START Input material
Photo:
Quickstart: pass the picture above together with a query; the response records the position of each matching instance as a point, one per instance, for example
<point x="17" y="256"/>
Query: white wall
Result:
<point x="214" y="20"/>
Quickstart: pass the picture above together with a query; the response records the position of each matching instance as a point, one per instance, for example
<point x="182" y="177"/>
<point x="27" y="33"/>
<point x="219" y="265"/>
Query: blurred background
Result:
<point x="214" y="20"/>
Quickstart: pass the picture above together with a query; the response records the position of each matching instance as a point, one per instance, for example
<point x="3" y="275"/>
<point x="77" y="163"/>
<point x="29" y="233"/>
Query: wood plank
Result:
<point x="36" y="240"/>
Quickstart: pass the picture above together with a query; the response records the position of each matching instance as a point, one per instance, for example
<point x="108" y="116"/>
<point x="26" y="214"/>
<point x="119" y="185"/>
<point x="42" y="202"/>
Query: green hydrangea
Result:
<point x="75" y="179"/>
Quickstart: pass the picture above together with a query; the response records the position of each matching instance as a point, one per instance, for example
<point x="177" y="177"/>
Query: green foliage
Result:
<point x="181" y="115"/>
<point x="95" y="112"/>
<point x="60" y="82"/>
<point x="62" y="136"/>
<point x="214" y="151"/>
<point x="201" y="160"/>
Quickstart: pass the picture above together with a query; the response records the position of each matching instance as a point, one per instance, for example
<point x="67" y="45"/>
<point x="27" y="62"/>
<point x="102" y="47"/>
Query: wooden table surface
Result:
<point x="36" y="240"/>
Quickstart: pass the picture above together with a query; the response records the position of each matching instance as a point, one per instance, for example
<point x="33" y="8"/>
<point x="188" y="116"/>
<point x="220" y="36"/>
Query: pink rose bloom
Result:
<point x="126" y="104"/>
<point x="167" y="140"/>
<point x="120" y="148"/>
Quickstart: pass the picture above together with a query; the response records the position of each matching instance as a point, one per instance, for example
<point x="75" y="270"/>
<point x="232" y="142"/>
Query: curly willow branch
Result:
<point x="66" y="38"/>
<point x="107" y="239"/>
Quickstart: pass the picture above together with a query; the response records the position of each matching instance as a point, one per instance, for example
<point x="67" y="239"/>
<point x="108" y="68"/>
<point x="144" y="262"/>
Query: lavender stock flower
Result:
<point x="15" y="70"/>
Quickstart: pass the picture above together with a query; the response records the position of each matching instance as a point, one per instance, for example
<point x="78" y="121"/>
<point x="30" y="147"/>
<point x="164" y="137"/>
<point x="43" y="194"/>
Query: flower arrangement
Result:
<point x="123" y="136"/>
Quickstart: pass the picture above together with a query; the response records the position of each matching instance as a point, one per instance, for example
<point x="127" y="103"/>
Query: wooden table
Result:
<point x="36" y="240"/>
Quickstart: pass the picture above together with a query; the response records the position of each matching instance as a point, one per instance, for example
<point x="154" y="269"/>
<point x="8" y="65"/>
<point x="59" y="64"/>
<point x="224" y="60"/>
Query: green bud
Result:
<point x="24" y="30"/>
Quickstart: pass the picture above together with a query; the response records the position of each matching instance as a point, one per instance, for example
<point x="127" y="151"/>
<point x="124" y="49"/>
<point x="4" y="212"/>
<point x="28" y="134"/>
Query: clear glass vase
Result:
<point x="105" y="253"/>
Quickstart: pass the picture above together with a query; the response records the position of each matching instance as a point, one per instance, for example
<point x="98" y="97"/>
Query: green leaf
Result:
END Input material
__What to work on__
Repeat the records above exactly, leaving none out.

__Exercise solution__
Photo:
Quickstart: pass the picture above together with a query; the response records the position of each matching instance as a point, one per instance, for example
<point x="17" y="256"/>
Query: white wall
Result:
<point x="214" y="20"/>
Quickstart: pass the picture above together with a query; the response records the position of each matching instance as a point, one per instance, for example
<point x="182" y="177"/>
<point x="27" y="33"/>
<point x="219" y="265"/>
Query: blurred background
Result:
<point x="214" y="20"/>
Quickstart: pass the picture above together with a query; the response records the position of each matching instance as a point, one per instance, for example
<point x="3" y="275"/>
<point x="77" y="163"/>
<point x="29" y="233"/>
Query: wood plank
Result:
<point x="36" y="240"/>
Quickstart: pass the picture above together with a query; the response records the position of each matching instance as a point, one per instance, for example
<point x="108" y="116"/>
<point x="26" y="214"/>
<point x="119" y="185"/>
<point x="42" y="202"/>
Query: green hydrangea
Result:
<point x="75" y="179"/>
Quickstart: pass the picture above together with a query; the response records the position of each matching instance as a point, one per instance, for example
<point x="177" y="177"/>
Query: green foliage
Result:
<point x="181" y="115"/>
<point x="95" y="112"/>
<point x="60" y="82"/>
<point x="62" y="136"/>
<point x="214" y="151"/>
<point x="201" y="160"/>
Quickstart: pass the picture above together with a query; the response records the position of each matching instance as a point, one per instance, for example
<point x="67" y="45"/>
<point x="27" y="62"/>
<point x="102" y="47"/>
Query: wooden table surface
Result:
<point x="36" y="240"/>
Quickstart: pass the picture above together with a query; the response records the position of each matching instance as a point, one per instance, for example
<point x="33" y="8"/>
<point x="188" y="116"/>
<point x="220" y="36"/>
Query: pink rose bloom
Result:
<point x="126" y="104"/>
<point x="167" y="140"/>
<point x="120" y="148"/>
Quickstart: pass the picture above together with a query; the response records the position of each matching instance as a point, one per instance, for example
<point x="75" y="270"/>
<point x="232" y="142"/>
Query: curly willow branch
Result:
<point x="66" y="38"/>
<point x="107" y="239"/>
Quickstart: pass the picture above together with a query; the response records the position of each matching instance as a point, one per instance, for example
<point x="67" y="239"/>
<point x="108" y="68"/>
<point x="144" y="262"/>
Query: lavender stock flower
Result:
<point x="15" y="70"/>
Quickstart: pass the picture above together with a query; the response records the position of each matching instance as a point, one per instance, for example
<point x="78" y="121"/>
<point x="30" y="147"/>
<point x="164" y="137"/>
<point x="43" y="194"/>
Query: flower arrangement
Result:
<point x="123" y="136"/>
Quickstart: pass the picture above together with a query; the response records the position of each matching instance as a point, one per instance, for example
<point x="127" y="103"/>
Query: wooden table
Result:
<point x="36" y="240"/>
Quickstart: pass the picture above together with a query; the response records the position of each matching instance as a point, one per instance, for example
<point x="154" y="269"/>
<point x="8" y="65"/>
<point x="59" y="64"/>
<point x="224" y="60"/>
Query: green bud
Result:
<point x="24" y="30"/>
Quickstart: pass the picture above together with a query; the response records the position of each matching instance as a point, one per instance, for example
<point x="127" y="151"/>
<point x="124" y="49"/>
<point x="4" y="212"/>
<point x="28" y="134"/>
Query: clear glass vase
Result:
<point x="105" y="253"/>
Quickstart: pass the picture above together with a query; the response records the position of each matching instance as a point, one per instance, for example
<point x="98" y="97"/>
Query: green leaf
Result:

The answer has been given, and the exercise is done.